(Point placement data)
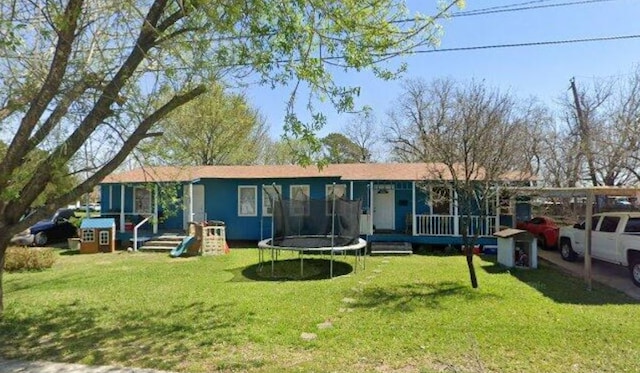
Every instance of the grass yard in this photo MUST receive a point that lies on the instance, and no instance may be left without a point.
(401, 314)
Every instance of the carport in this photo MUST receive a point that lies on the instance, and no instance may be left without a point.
(590, 194)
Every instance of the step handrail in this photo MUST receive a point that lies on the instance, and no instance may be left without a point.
(135, 232)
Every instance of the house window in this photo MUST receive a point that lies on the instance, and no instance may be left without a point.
(247, 200)
(141, 201)
(337, 191)
(88, 235)
(270, 195)
(441, 203)
(299, 200)
(104, 238)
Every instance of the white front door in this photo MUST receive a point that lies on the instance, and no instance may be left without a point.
(384, 207)
(198, 203)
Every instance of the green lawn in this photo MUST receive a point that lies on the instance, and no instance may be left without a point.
(401, 314)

WHAT YOU NEED TO DO
Please rewrite all of the data above without the pictures, keeping every line in order, and shift each coordinate in the answer points by adding -102 to it.

RESULT OF THIS EXERCISE
Every instance of the grass yard in this photo MUST receive a point that lies on the instance, and no instance may be left without a point.
(299, 212)
Every instance of the carport in this photo MUST receive a point that lies on the instance, and no instance may be left without a point.
(488, 92)
Every instance of the step handrail in this photo MUST receive a point that lies on the instance, and no instance may be left without a point.
(33, 130)
Every instance of the house window in this photo MUST receive a point that lies on the instance, and no instance may be left without a point.
(145, 98)
(39, 99)
(235, 89)
(-14, 133)
(168, 93)
(339, 101)
(197, 98)
(2, 136)
Every instance of the white front door in this photo MUST receive a point that lies on the instance, and no instance may be left without a point.
(282, 105)
(96, 101)
Every instance of the green lawn in this photo MUST receive a point that lies on the instance, and no instance may be left without a point.
(299, 212)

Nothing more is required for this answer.